:: Task requirements ::
Below is a set of records; restate each one word for word.

[begin Supplied entries]

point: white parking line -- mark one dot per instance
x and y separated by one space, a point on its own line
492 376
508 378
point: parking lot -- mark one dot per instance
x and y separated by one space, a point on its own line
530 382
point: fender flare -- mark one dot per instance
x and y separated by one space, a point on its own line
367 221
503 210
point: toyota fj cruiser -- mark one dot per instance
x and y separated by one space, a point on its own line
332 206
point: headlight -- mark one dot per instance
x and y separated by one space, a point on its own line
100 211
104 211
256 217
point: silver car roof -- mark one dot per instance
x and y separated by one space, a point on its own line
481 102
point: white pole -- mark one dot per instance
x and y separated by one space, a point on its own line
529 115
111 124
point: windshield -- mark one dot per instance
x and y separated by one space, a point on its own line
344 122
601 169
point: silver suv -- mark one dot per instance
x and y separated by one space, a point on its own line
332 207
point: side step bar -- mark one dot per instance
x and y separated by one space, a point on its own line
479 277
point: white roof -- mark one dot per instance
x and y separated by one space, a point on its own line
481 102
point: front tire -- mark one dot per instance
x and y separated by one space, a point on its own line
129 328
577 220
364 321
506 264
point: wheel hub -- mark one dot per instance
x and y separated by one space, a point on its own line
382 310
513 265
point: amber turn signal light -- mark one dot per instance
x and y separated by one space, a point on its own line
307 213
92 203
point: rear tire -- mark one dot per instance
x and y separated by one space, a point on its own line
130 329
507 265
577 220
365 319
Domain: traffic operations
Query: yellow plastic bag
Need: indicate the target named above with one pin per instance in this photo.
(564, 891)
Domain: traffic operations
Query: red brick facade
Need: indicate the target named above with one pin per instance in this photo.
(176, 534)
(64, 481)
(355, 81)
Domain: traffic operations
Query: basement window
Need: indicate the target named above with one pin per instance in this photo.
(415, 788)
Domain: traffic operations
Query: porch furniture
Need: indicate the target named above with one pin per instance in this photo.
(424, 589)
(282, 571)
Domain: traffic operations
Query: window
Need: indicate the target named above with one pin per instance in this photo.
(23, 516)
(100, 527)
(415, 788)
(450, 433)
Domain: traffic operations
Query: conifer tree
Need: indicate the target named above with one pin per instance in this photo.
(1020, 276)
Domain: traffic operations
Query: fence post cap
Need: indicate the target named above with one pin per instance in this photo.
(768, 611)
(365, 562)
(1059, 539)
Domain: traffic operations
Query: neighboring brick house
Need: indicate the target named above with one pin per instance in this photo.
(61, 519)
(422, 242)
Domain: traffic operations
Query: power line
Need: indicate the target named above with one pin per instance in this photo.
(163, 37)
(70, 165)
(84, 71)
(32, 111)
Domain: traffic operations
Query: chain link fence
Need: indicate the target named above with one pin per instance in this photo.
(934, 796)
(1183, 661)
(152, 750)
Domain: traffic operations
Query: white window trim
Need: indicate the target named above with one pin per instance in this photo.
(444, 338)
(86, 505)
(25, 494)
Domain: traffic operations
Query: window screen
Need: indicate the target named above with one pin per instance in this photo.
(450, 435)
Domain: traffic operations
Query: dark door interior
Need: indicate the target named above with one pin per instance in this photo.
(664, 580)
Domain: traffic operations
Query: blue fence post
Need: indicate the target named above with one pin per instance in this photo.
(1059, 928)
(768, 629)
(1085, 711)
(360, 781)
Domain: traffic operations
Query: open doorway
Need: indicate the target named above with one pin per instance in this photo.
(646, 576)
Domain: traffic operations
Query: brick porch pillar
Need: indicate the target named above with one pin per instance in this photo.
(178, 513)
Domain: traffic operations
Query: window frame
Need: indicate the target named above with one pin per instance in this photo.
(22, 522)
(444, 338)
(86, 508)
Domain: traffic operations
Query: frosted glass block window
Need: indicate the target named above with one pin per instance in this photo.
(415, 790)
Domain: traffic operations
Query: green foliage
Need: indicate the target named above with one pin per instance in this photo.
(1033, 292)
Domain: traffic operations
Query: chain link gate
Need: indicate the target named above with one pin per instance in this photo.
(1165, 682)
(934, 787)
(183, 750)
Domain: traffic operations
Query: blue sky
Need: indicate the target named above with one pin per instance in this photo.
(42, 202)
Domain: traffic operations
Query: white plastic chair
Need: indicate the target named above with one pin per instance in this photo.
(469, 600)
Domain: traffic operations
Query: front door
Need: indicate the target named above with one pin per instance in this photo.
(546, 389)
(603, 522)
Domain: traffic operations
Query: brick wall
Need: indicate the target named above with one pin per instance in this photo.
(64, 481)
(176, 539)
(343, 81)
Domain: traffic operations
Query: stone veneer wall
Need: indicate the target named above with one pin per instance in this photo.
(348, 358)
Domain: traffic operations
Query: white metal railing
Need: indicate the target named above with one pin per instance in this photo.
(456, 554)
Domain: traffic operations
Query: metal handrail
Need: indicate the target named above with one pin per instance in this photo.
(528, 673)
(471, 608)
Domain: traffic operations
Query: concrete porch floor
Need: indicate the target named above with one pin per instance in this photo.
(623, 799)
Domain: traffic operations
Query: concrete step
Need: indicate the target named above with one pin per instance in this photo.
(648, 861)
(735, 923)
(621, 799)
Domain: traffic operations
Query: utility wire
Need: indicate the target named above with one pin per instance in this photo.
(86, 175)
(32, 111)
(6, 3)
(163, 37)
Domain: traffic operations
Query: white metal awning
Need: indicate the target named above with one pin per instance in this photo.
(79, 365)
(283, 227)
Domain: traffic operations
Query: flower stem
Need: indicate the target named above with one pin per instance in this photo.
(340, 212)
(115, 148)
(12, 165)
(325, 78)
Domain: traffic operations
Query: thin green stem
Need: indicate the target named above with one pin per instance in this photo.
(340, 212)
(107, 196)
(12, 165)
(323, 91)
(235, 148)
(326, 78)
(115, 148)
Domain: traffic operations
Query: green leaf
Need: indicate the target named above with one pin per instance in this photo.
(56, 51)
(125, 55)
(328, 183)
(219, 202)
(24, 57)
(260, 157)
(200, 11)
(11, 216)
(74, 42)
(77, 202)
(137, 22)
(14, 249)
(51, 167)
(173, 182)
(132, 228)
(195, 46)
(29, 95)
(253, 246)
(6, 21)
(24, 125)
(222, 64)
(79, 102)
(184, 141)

[end Supplied entries]

:: Reply to the exercise ::
point: white parking line -- mark one dot per instance
x and y separated by one space, a point on its own line
492 376
508 378
point: parking lot -- mark one dot per instance
x and y separated by one space, a point on its own line
530 382
point: fender flare -- mark one dot per instance
x and y separated by one space, a point on its own line
367 221
503 210
point: toyota fj cruiser -- mark one dot per instance
x and y separated by one space, a point on its own line
332 206
point: headlight -- mark one dot per instance
x and y separated by one space, a point on its own line
100 211
104 211
256 217
point: silver car roof -- mark one dot per instance
x and y separated by one space, a point on its own line
481 102
point: white pole -- mark one dot per instance
x and y separated by one space, a point on its own line
529 115
111 124
point: windshield -- mark one dot per instance
x and y separated by one space, a point on its own line
344 122
601 169
point: silver suv -- mark one dot per instance
x and y separated by one space, a point on its own line
332 207
point: side step bar -- mark one dot per instance
x and y separated by one space, a point on its own line
479 277
point: white roof -- mark one dot per instance
x and y separated by one space, a point on its own line
481 102
point: front tire -- mark one dot per instance
x and y separated by one space, a point on its own line
129 328
577 220
364 321
506 264
point: wheel hub -- mark one dot per instance
x and y separated by one space, a point on its own line
382 310
513 265
point: amber turn signal light -- mark one dot per instance
x and y separated by one space, a point on its own line
307 213
92 203
point: rear tire -- mark one dot per instance
x and y separated by one space, a point on its own line
130 329
507 265
577 220
365 319
Domain: traffic operations
Query: yellow plastic bag
Need: indicate the target named above with one pin per instance in this photo.
(564, 891)
Domain: traffic operations
Query: red brick facade
Need: indicate the target named above with one pin per instance in this photo.
(176, 534)
(64, 481)
(355, 81)
Domain: traffic operations
Query: basement window
Need: indicate the target named above with one pin per instance in this photo.
(415, 788)
Domain: traffic operations
Query: porch furniture
Need: indicate the target named above with one pin per instance in this photo.
(424, 589)
(282, 571)
Domain: traffic operations
Query: window
Need: indicate the target named above with one pin per instance in this photo.
(23, 516)
(100, 527)
(415, 788)
(450, 433)
Domain: traffic operations
Query: conifer tree
Need: indicate the target named above with one pin per instance in this photo.
(1020, 276)
Domain: traffic operations
Query: fence post cap
Need: indicate the target named above with one pin per instance in this photo.
(768, 611)
(365, 562)
(1059, 539)
Domain: traffic operations
Query: neighboring brick house
Need: indicate the target named above with one pin per instance in this photo.
(61, 519)
(422, 242)
Domain: traffic operations
Query: power line
Need: indicate the target named above with one pin per instance in this photo.
(163, 37)
(70, 165)
(84, 71)
(32, 111)
Domain: traffic operations
Query: chain link fence
Need: indicate the target named above with one pin per instance in this photo.
(934, 796)
(1183, 661)
(152, 750)
Domain: traffic operations
Query: white window trim
Need: indicate the target named above with one pin per instance in this photo.
(444, 338)
(86, 505)
(25, 494)
Domain: traffic operations
Query: window screen
Need: indicate the target named above with one pin per instance in this photo.
(450, 435)
Domain: traffic operations
Query: dark door interior
Need: indicate the target named above with one pin per instance in this photo.
(664, 580)
Domain: traffic operations
Query: blue fence post
Need: indicate the target named above with one pin per instance in this photo.
(1059, 928)
(768, 629)
(1085, 711)
(360, 781)
Domain: traffic operations
Query: open doorway
Need: indicate the target named above with one pin per instance in this photo.
(646, 576)
Domain: traffic operations
Query: brick porch pillar
Need: indicate the target named above with one pin per instance in this photo.
(178, 513)
Domain: traffic operations
Query: window frame
Need: indicate the target named above with one pin per instance in this photo.
(22, 522)
(444, 338)
(86, 508)
Domain: traffic operations
Query: frosted glass block window
Need: indicate the target named above with one pin per instance in this photo.
(415, 790)
Domain: traffic operations
Query: green foliage
Need: indicate the target named above with one pin per instance in this photo.
(1033, 292)
Domain: traffic operations
Query: chain link gate
Need: indicate the target named above with one pin per instance in this photo.
(1165, 682)
(934, 787)
(183, 750)
Domain: traffic operations
Query: blue sky
Need: indicate the target named above with one pin per instance in this photo.
(42, 202)
Domain: traffic operations
Query: white plastic chair
Need: indicate the target named above with one pin per instance in this photo.
(469, 600)
Domain: traffic operations
Query: front door
Need: indicate the target named above with one pin per instance in this photo.
(546, 389)
(603, 522)
Domain: traffic operations
Query: brick wall
Need: indicate the target named above with one pin per instance in this photo.
(64, 481)
(176, 539)
(343, 81)
Domain: traffic operations
Query: stone veneer wall
Need: indicate the target named above with one pin per instance in this photo.
(348, 358)
Domain: traffic operations
Query: white metal railing
Need: indicate the target named above with one pin per instance in this photo.
(456, 554)
Domain: traffic operations
Query: metal handrail
Need: indicate the target named above with one pin per instance in this photo.
(528, 673)
(471, 608)
Domain: traffic operations
Query: concrete porch floor
Need: indicate the target named above with one pin per instance in this photo.
(623, 799)
Domain: traffic operations
Query: concrete step
Need: indicate the target named above with one pin per instance in this photo.
(648, 861)
(735, 923)
(621, 799)
Domain: traffic operations
Query: utility wire
Need: indicate the target named above with one pin per instance in this photo.
(86, 175)
(32, 111)
(6, 3)
(163, 37)
Domain: traffic operations
Query: white metal awning
Need: indicate the target named above with one pin per instance in this photo.
(79, 365)
(283, 227)
Domain: traffic operations
Query: flower stem
Need: indicate the target named above with one pin per instance in this photo.
(340, 212)
(115, 148)
(12, 165)
(325, 78)
Domain: traffic operations
Query: thin green stem
Need: indicate the target named above with one pin per instance in this photo.
(340, 212)
(107, 196)
(12, 165)
(323, 91)
(235, 148)
(326, 78)
(115, 148)
Domain: traffic operations
Query: green leaf
Need: indicate the target named above with one pin per instance in this photo.
(56, 51)
(125, 55)
(328, 183)
(219, 202)
(24, 57)
(260, 157)
(200, 11)
(11, 216)
(74, 42)
(77, 202)
(137, 22)
(14, 249)
(51, 167)
(173, 182)
(132, 228)
(195, 46)
(29, 95)
(253, 246)
(6, 21)
(24, 125)
(222, 64)
(79, 102)
(184, 141)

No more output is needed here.